[Stored dataset items]
Start
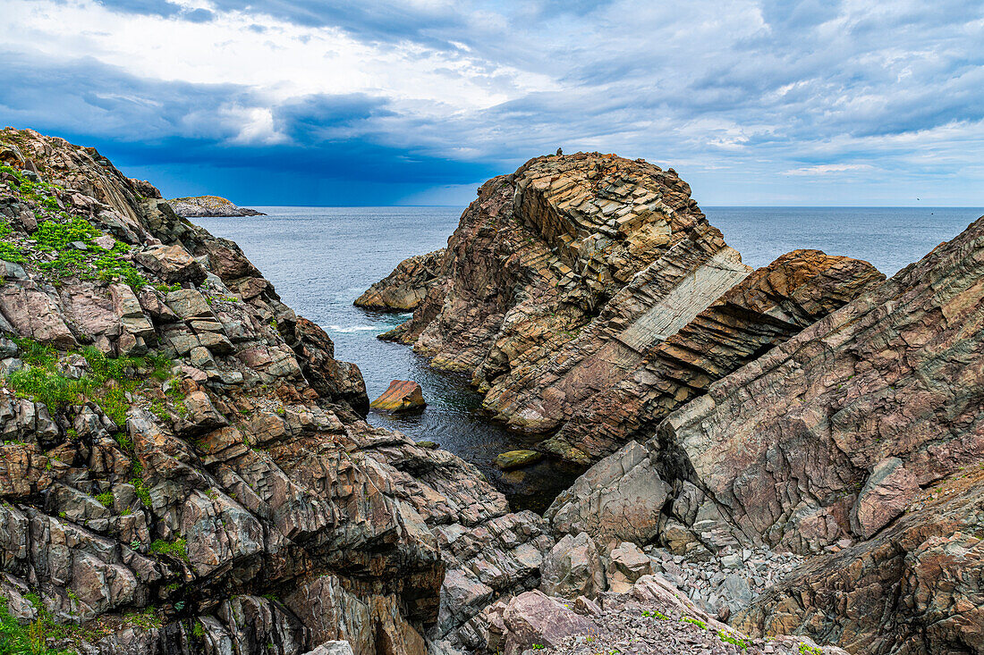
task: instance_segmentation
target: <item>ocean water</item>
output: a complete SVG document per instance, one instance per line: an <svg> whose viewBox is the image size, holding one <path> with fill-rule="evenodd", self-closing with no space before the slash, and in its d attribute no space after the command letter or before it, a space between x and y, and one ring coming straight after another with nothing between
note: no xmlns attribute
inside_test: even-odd
<svg viewBox="0 0 984 655"><path fill-rule="evenodd" d="M358 309L352 301L402 260L447 245L463 208L257 208L267 216L196 218L234 240L298 315L321 326L338 359L362 370L369 397L392 380L423 387L427 407L369 422L416 441L430 440L475 463L514 507L542 511L579 473L544 461L502 473L492 461L534 440L490 422L463 376L435 371L410 348L376 335L409 315ZM705 208L749 266L763 267L797 248L867 260L888 275L920 259L984 214L984 208Z"/></svg>

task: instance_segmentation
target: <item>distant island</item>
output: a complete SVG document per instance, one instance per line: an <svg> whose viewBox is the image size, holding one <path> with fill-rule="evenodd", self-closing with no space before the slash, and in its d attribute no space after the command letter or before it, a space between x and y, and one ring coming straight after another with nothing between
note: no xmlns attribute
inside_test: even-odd
<svg viewBox="0 0 984 655"><path fill-rule="evenodd" d="M232 201L218 196L195 196L167 201L174 213L185 218L201 216L266 216L263 211L239 207Z"/></svg>

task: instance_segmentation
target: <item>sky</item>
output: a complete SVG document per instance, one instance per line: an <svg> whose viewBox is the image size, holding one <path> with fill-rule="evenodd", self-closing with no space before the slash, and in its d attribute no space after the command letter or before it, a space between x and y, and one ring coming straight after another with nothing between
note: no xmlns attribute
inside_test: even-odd
<svg viewBox="0 0 984 655"><path fill-rule="evenodd" d="M0 0L0 124L165 197L464 205L523 161L711 206L984 206L984 0Z"/></svg>

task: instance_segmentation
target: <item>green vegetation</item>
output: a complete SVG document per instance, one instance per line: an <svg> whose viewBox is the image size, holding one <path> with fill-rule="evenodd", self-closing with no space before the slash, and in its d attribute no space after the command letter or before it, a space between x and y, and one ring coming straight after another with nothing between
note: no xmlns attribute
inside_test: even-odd
<svg viewBox="0 0 984 655"><path fill-rule="evenodd" d="M111 509L113 506L113 501L116 499L113 497L113 493L111 491L107 491L96 496L95 500L101 503L102 506L109 507Z"/></svg>
<svg viewBox="0 0 984 655"><path fill-rule="evenodd" d="M10 223L6 219L0 219L0 239L3 239L0 241L0 260L21 264L24 262L24 253L21 252L20 248L6 240L12 233Z"/></svg>
<svg viewBox="0 0 984 655"><path fill-rule="evenodd" d="M136 466L134 466L134 468L136 468ZM138 471L135 471L135 473L136 472ZM144 484L144 481L140 478L135 477L133 480L130 481L130 484L133 485L134 493L137 494L137 498L140 499L141 505L143 505L145 507L150 507L151 492L147 489L147 485Z"/></svg>
<svg viewBox="0 0 984 655"><path fill-rule="evenodd" d="M680 623L682 623L682 624L694 624L695 625L697 625L698 627L700 627L702 630L707 629L707 624L704 623L700 619L694 619L693 617L684 617L683 619L680 620Z"/></svg>
<svg viewBox="0 0 984 655"><path fill-rule="evenodd" d="M147 279L132 264L123 259L130 247L117 241L109 250L95 245L102 233L85 218L76 216L65 222L45 220L32 235L37 248L56 255L54 261L43 262L38 268L58 277L78 275L83 279L103 281L123 280L135 291L147 285ZM80 249L81 244L84 249Z"/></svg>
<svg viewBox="0 0 984 655"><path fill-rule="evenodd" d="M734 634L729 634L724 630L717 630L717 637L724 643L730 643L733 646L738 646L740 650L748 650L748 647L752 645L748 642L748 640Z"/></svg>
<svg viewBox="0 0 984 655"><path fill-rule="evenodd" d="M653 619L658 619L660 621L669 621L669 619L670 619L669 617L667 617L665 614L663 614L659 610L652 610L651 612L649 610L643 610L643 616L644 617L651 617Z"/></svg>
<svg viewBox="0 0 984 655"><path fill-rule="evenodd" d="M163 539L155 539L151 544L151 552L154 555L169 555L172 558L188 562L187 545L184 537L178 537L170 543Z"/></svg>
<svg viewBox="0 0 984 655"><path fill-rule="evenodd" d="M0 655L67 655L68 651L47 646L49 637L64 637L66 628L51 621L36 594L28 594L28 599L37 610L38 618L22 625L7 609L7 599L0 598Z"/></svg>
<svg viewBox="0 0 984 655"><path fill-rule="evenodd" d="M67 353L81 354L89 364L82 378L76 380L57 370L57 355L50 346L28 338L15 341L21 348L21 358L28 365L15 371L10 378L10 385L18 395L43 402L51 410L79 404L83 398L88 398L98 404L116 425L126 423L132 393L146 384L145 379L166 380L172 364L161 353L147 357L106 357L98 349L86 346L81 351ZM123 443L120 446L124 450L131 449Z"/></svg>

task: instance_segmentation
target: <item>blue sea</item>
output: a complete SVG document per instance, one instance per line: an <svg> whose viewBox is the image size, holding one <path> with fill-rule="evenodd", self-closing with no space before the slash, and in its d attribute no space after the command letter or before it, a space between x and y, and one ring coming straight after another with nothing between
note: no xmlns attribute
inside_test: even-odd
<svg viewBox="0 0 984 655"><path fill-rule="evenodd" d="M362 370L369 397L392 380L414 380L427 407L408 416L371 413L369 422L414 440L438 442L475 463L514 507L542 511L577 469L543 462L502 473L495 455L531 444L489 422L467 380L435 371L406 346L376 335L409 315L352 306L370 284L402 260L447 244L463 208L256 208L267 216L196 218L213 234L234 240L277 287L283 302L335 341L336 357ZM984 208L704 208L743 261L758 268L797 248L816 248L874 264L892 275L952 239Z"/></svg>

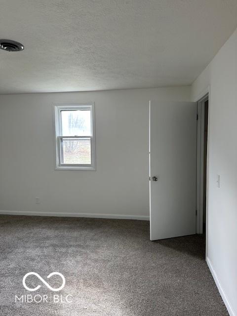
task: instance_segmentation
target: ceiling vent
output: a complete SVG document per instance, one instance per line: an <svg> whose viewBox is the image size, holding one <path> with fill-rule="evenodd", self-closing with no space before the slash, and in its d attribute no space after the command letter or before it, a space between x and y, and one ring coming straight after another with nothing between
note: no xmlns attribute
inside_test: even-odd
<svg viewBox="0 0 237 316"><path fill-rule="evenodd" d="M7 51L20 51L24 49L24 46L10 40L0 40L0 49Z"/></svg>

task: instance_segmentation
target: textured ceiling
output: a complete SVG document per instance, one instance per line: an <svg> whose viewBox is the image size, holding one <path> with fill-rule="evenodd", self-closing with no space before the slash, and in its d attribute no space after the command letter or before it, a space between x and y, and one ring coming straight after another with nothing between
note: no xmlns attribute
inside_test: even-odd
<svg viewBox="0 0 237 316"><path fill-rule="evenodd" d="M1 0L0 93L189 85L237 26L237 0Z"/></svg>

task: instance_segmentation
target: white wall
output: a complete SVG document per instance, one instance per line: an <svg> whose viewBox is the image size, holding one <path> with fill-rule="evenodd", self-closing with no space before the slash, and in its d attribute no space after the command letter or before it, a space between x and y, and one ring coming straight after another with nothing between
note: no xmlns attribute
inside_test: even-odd
<svg viewBox="0 0 237 316"><path fill-rule="evenodd" d="M189 101L190 88L0 96L0 210L147 218L155 97ZM97 170L54 170L52 103L82 101L95 103Z"/></svg>
<svg viewBox="0 0 237 316"><path fill-rule="evenodd" d="M237 315L237 30L193 83L192 99L209 84L207 262Z"/></svg>

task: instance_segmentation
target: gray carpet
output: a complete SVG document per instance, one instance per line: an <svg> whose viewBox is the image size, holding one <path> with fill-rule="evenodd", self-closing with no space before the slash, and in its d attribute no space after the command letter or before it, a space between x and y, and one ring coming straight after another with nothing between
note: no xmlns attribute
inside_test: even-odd
<svg viewBox="0 0 237 316"><path fill-rule="evenodd" d="M145 221L0 216L0 315L3 316L228 315L198 235L150 241ZM38 273L58 287L52 292ZM71 294L72 303L15 303L15 295ZM40 297L38 296L38 297Z"/></svg>

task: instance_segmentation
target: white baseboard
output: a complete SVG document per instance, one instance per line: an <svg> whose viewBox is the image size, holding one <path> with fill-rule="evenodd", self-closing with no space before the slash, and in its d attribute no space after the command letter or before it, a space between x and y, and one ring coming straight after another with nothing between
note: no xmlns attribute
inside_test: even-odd
<svg viewBox="0 0 237 316"><path fill-rule="evenodd" d="M60 216L62 217L89 217L91 218L110 218L118 219L135 219L149 221L149 216L140 215L126 215L112 214L92 214L86 213L67 213L56 212L30 212L23 211L2 211L0 214L10 215L28 215L29 216Z"/></svg>
<svg viewBox="0 0 237 316"><path fill-rule="evenodd" d="M229 314L230 314L230 316L237 316L235 314L235 312L233 311L231 304L230 304L230 302L229 301L229 300L225 293L223 288L222 287L222 286L220 282L220 281L219 280L218 277L217 276L216 272L214 270L212 265L211 264L211 262L208 257L206 258L206 263L209 267L210 271L211 271L211 273L212 275L214 280L216 283L216 286L217 286L217 288L219 290L222 300L225 303L225 305L226 305L226 307L227 309L227 311L228 311Z"/></svg>

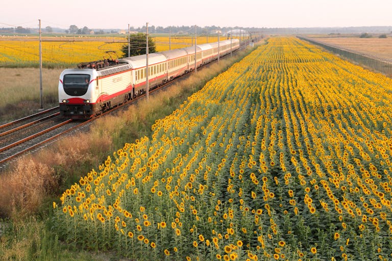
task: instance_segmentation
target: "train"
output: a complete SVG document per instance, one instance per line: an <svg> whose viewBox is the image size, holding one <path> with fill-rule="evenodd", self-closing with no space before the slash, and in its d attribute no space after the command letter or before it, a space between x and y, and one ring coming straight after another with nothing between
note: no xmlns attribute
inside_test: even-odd
<svg viewBox="0 0 392 261"><path fill-rule="evenodd" d="M149 90L238 50L239 44L233 39L149 54ZM59 82L60 114L88 119L144 94L146 67L142 55L81 63L64 70Z"/></svg>

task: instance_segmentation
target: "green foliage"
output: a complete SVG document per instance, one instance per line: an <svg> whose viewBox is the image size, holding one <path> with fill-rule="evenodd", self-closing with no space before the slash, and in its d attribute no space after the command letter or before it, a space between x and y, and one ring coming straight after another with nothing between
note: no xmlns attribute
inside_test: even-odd
<svg viewBox="0 0 392 261"><path fill-rule="evenodd" d="M136 55L145 54L145 34L138 33L136 34L130 35L130 55L128 55L128 44L122 46L121 50L124 52L123 57L135 56ZM155 43L152 38L149 37L149 53L155 53Z"/></svg>

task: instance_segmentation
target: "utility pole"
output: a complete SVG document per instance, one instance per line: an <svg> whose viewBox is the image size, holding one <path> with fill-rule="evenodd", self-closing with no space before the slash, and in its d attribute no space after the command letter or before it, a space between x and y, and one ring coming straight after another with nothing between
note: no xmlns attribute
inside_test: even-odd
<svg viewBox="0 0 392 261"><path fill-rule="evenodd" d="M170 35L172 34L171 29L172 27L169 27L169 50L172 49L172 38L170 38Z"/></svg>
<svg viewBox="0 0 392 261"><path fill-rule="evenodd" d="M145 84L147 93L147 100L149 100L149 23L145 23L147 33L146 34L145 44Z"/></svg>
<svg viewBox="0 0 392 261"><path fill-rule="evenodd" d="M233 49L232 45L233 45L233 30L231 30L230 33L230 57L233 56Z"/></svg>
<svg viewBox="0 0 392 261"><path fill-rule="evenodd" d="M129 23L128 23L128 57L131 57L131 36L129 34Z"/></svg>
<svg viewBox="0 0 392 261"><path fill-rule="evenodd" d="M194 73L198 72L198 66L196 63L196 45L197 44L197 35L196 34L196 24L194 25Z"/></svg>
<svg viewBox="0 0 392 261"><path fill-rule="evenodd" d="M41 39L41 19L39 21L39 99L41 101L41 109L43 109L42 102L42 46Z"/></svg>
<svg viewBox="0 0 392 261"><path fill-rule="evenodd" d="M220 56L220 45L219 42L219 36L220 35L220 32L218 31L218 63L219 63L219 59Z"/></svg>

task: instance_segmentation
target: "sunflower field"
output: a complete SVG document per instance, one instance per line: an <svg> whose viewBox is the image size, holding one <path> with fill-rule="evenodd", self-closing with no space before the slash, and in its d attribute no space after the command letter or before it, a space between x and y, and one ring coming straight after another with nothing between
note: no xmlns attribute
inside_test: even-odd
<svg viewBox="0 0 392 261"><path fill-rule="evenodd" d="M392 80L276 37L53 203L135 260L392 259Z"/></svg>

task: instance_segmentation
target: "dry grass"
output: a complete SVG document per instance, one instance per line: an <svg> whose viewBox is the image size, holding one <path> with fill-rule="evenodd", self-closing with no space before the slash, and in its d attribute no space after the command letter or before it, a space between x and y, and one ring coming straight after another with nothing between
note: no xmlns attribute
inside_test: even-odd
<svg viewBox="0 0 392 261"><path fill-rule="evenodd" d="M156 119L172 113L174 107L235 59L238 58L222 60L208 69L198 70L197 74L151 95L148 101L143 99L115 115L97 119L89 132L64 138L18 160L0 175L0 216L36 212L43 203L47 203L48 196L59 193L59 190L67 182L79 180L85 174L84 171L97 166L111 151L125 142L148 136Z"/></svg>
<svg viewBox="0 0 392 261"><path fill-rule="evenodd" d="M57 105L62 69L42 70L44 108ZM0 68L0 123L36 112L40 108L39 69Z"/></svg>
<svg viewBox="0 0 392 261"><path fill-rule="evenodd" d="M74 175L74 164L98 162L97 152L109 150L111 142L107 132L93 130L62 139L18 160L0 175L0 216L36 212L48 195Z"/></svg>
<svg viewBox="0 0 392 261"><path fill-rule="evenodd" d="M316 41L381 60L392 61L392 38L312 38Z"/></svg>

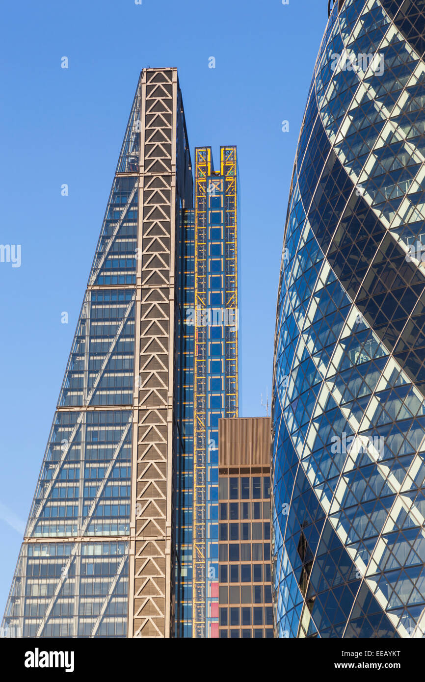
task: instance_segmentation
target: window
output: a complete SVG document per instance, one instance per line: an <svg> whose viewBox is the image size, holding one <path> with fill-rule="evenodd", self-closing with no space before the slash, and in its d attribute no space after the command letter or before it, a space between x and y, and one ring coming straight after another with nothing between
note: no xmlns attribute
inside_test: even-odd
<svg viewBox="0 0 425 682"><path fill-rule="evenodd" d="M252 565L252 582L263 582L263 564L254 563Z"/></svg>
<svg viewBox="0 0 425 682"><path fill-rule="evenodd" d="M251 561L251 546L244 543L241 545L241 561Z"/></svg>
<svg viewBox="0 0 425 682"><path fill-rule="evenodd" d="M254 625L263 625L263 606L254 606L252 609L254 614Z"/></svg>
<svg viewBox="0 0 425 682"><path fill-rule="evenodd" d="M250 540L251 539L251 524L250 523L241 523L241 540Z"/></svg>
<svg viewBox="0 0 425 682"><path fill-rule="evenodd" d="M220 199L220 197L218 198ZM221 223L221 211L211 211L209 214L209 220L211 225L220 225Z"/></svg>
<svg viewBox="0 0 425 682"><path fill-rule="evenodd" d="M234 586L229 590L229 602L231 604L239 604L241 601L241 589L239 586ZM238 625L238 623L235 623Z"/></svg>
<svg viewBox="0 0 425 682"><path fill-rule="evenodd" d="M231 500L237 500L239 497L239 479L237 478L230 478L229 483L229 497Z"/></svg>
<svg viewBox="0 0 425 682"><path fill-rule="evenodd" d="M262 540L263 539L263 524L262 523L253 523L252 524L252 539L253 540Z"/></svg>
<svg viewBox="0 0 425 682"><path fill-rule="evenodd" d="M231 502L229 507L231 520L237 521L239 519L239 503L237 502Z"/></svg>
<svg viewBox="0 0 425 682"><path fill-rule="evenodd" d="M239 582L239 565L233 564L230 566L230 582Z"/></svg>
<svg viewBox="0 0 425 682"><path fill-rule="evenodd" d="M219 561L228 561L228 545L219 545Z"/></svg>
<svg viewBox="0 0 425 682"><path fill-rule="evenodd" d="M259 476L252 477L252 497L254 500L261 497L261 479Z"/></svg>
<svg viewBox="0 0 425 682"><path fill-rule="evenodd" d="M263 585L255 585L254 591L254 604L263 604Z"/></svg>
<svg viewBox="0 0 425 682"><path fill-rule="evenodd" d="M218 480L218 497L220 500L227 499L227 479L220 478ZM220 505L220 507L225 506L224 505ZM220 518L222 518L220 514ZM224 539L224 538L223 538Z"/></svg>
<svg viewBox="0 0 425 682"><path fill-rule="evenodd" d="M218 600L220 604L227 604L229 588L220 586L218 589Z"/></svg>
<svg viewBox="0 0 425 682"><path fill-rule="evenodd" d="M255 542L252 545L252 561L263 561L263 545L259 542Z"/></svg>
<svg viewBox="0 0 425 682"><path fill-rule="evenodd" d="M229 546L229 561L239 561L239 545L231 544Z"/></svg>
<svg viewBox="0 0 425 682"><path fill-rule="evenodd" d="M241 479L241 497L243 500L250 499L250 479L246 477Z"/></svg>
<svg viewBox="0 0 425 682"><path fill-rule="evenodd" d="M251 601L251 586L242 585L241 587L241 604L250 604Z"/></svg>

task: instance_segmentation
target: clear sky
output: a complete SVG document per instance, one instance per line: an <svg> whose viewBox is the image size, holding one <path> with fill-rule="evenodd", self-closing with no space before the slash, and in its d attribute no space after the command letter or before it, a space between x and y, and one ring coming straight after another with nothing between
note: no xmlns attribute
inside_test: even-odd
<svg viewBox="0 0 425 682"><path fill-rule="evenodd" d="M21 245L21 264L0 263L0 619L144 67L178 68L192 157L210 145L217 167L220 145L237 145L241 416L265 414L289 183L327 10L327 0L3 4L0 243Z"/></svg>

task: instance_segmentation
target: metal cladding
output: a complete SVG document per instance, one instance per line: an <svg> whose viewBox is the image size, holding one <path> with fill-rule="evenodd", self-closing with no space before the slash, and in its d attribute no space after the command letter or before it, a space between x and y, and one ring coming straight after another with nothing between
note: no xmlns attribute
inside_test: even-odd
<svg viewBox="0 0 425 682"><path fill-rule="evenodd" d="M334 4L285 226L278 637L425 632L425 2Z"/></svg>

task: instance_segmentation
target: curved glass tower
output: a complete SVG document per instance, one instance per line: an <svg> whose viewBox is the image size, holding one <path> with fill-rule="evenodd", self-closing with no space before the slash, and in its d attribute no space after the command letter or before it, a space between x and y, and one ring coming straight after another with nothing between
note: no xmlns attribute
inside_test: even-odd
<svg viewBox="0 0 425 682"><path fill-rule="evenodd" d="M275 340L280 637L424 636L424 0L339 0L314 68Z"/></svg>

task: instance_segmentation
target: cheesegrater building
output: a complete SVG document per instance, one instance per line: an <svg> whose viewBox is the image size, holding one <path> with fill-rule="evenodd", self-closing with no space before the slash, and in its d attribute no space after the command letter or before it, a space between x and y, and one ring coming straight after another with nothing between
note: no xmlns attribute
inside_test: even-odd
<svg viewBox="0 0 425 682"><path fill-rule="evenodd" d="M218 636L218 419L237 417L237 155L141 74L5 636Z"/></svg>
<svg viewBox="0 0 425 682"><path fill-rule="evenodd" d="M425 2L329 9L278 300L276 634L424 637Z"/></svg>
End
Can you filter the data above and copy every line that contains the word "white"? Case counts when matching.

_SOLUTION BELOW_
target: white wall
target: white baseboard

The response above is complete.